>> begin

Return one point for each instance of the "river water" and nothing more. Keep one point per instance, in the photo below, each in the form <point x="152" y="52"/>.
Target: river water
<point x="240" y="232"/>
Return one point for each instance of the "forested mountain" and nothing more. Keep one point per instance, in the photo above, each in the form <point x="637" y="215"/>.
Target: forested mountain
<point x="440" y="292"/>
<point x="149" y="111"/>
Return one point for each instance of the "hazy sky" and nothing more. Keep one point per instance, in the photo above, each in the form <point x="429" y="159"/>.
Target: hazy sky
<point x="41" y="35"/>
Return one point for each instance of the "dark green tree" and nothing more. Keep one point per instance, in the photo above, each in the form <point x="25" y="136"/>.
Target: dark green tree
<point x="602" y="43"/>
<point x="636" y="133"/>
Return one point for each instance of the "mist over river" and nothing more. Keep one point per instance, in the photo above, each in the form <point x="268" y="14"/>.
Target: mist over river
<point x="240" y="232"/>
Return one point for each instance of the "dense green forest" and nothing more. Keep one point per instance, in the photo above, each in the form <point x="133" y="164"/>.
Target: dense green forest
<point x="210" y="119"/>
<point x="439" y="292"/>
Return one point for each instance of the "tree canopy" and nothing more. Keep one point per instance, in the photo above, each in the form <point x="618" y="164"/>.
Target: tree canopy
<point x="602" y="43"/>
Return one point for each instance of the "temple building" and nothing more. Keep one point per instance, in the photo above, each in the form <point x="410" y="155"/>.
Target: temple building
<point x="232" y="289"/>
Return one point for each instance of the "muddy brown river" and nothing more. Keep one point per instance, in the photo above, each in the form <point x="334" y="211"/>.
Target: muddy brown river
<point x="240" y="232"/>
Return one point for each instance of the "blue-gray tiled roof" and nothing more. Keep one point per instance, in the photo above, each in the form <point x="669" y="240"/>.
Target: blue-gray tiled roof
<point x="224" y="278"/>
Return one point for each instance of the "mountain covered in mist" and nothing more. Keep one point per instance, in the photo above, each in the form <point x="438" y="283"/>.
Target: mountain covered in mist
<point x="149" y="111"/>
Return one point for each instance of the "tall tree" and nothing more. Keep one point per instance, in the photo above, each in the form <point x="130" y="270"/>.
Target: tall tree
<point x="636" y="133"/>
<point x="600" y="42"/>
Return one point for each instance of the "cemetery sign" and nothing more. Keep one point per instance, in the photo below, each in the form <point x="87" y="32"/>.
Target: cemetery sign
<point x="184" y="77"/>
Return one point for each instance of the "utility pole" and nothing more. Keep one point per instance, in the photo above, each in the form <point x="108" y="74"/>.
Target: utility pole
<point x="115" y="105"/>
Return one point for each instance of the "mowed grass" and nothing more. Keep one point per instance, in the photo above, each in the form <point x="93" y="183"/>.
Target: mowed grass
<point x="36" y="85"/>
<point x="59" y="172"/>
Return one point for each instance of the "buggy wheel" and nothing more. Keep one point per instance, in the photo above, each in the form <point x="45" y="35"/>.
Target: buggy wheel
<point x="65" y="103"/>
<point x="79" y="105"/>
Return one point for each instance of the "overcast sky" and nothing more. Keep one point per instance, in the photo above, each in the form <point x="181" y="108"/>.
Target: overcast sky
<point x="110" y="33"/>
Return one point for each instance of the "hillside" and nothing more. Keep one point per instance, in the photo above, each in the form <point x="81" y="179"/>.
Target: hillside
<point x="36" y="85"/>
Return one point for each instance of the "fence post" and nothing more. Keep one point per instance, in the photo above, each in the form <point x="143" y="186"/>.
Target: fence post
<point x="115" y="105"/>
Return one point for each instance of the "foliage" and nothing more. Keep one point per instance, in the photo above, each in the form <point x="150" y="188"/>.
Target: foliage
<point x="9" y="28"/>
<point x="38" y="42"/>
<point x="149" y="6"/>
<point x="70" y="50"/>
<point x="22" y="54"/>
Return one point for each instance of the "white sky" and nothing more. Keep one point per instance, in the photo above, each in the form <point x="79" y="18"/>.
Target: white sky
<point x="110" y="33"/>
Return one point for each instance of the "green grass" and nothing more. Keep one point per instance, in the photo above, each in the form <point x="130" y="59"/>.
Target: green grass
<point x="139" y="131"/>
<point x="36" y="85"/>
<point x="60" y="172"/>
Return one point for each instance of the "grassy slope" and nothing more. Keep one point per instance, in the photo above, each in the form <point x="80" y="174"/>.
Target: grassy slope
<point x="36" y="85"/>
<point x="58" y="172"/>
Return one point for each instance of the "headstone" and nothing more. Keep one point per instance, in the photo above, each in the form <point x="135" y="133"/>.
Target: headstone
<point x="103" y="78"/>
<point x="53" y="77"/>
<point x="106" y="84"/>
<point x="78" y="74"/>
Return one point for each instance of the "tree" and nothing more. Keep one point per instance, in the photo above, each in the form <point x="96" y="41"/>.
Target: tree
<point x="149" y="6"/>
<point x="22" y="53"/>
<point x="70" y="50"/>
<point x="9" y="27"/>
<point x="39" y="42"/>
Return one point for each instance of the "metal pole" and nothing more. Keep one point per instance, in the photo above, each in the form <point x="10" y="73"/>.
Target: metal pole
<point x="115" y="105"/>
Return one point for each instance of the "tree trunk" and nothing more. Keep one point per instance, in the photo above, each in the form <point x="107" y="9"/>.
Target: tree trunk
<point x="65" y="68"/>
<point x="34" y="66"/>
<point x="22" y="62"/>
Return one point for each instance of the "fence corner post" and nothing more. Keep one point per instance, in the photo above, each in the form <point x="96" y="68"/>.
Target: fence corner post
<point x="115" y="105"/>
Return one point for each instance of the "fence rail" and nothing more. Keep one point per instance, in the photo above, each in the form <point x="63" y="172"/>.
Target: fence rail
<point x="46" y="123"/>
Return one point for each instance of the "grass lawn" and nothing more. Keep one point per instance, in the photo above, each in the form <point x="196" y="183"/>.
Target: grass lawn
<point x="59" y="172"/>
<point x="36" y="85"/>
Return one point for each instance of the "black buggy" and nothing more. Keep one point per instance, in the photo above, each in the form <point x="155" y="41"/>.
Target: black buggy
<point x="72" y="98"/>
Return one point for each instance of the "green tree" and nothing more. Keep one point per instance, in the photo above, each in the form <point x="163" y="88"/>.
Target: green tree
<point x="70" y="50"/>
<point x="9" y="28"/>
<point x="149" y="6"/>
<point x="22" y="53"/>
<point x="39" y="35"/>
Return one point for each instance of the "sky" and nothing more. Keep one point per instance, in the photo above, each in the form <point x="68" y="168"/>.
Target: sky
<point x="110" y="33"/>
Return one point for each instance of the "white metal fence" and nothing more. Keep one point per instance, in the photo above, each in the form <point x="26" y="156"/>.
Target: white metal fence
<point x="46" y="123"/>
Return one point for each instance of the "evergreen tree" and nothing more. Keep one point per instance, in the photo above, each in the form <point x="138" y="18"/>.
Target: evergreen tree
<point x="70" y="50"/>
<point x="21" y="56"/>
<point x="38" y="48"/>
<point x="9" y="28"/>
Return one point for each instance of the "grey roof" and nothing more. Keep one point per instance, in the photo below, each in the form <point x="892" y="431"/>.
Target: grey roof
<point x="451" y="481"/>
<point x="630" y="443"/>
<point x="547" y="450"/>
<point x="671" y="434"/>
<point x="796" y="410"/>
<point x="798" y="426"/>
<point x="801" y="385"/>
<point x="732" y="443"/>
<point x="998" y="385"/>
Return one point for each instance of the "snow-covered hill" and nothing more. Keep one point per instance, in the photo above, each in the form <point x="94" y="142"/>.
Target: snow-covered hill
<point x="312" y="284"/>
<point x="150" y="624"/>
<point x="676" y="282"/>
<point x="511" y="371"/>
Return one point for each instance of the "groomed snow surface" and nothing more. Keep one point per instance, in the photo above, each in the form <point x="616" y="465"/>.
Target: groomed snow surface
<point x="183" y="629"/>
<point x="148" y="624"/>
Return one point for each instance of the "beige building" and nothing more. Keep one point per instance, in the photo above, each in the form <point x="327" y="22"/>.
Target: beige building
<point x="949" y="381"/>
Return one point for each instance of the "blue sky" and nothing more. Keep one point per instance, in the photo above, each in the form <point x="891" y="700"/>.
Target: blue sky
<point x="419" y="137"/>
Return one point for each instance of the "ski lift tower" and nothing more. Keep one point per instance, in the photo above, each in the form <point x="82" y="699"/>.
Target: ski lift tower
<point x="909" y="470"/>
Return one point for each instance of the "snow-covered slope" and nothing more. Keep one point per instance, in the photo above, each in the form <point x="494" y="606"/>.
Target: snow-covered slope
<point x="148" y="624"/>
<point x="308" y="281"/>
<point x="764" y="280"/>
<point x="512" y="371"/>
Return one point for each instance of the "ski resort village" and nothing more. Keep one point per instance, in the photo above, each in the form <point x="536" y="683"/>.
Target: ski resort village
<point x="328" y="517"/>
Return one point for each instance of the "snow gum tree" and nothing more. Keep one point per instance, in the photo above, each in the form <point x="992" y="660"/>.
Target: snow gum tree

>> end

WRITTEN PROBLEM
Show every line of the records above that contains the word "grassy", treating case as significant.

FINISHED EXERCISE
Return one point for each instance of the "grassy slope" and nothing more. Keep one point per instance, in the photo above, each in the form <point x="80" y="174"/>.
Target: grassy slope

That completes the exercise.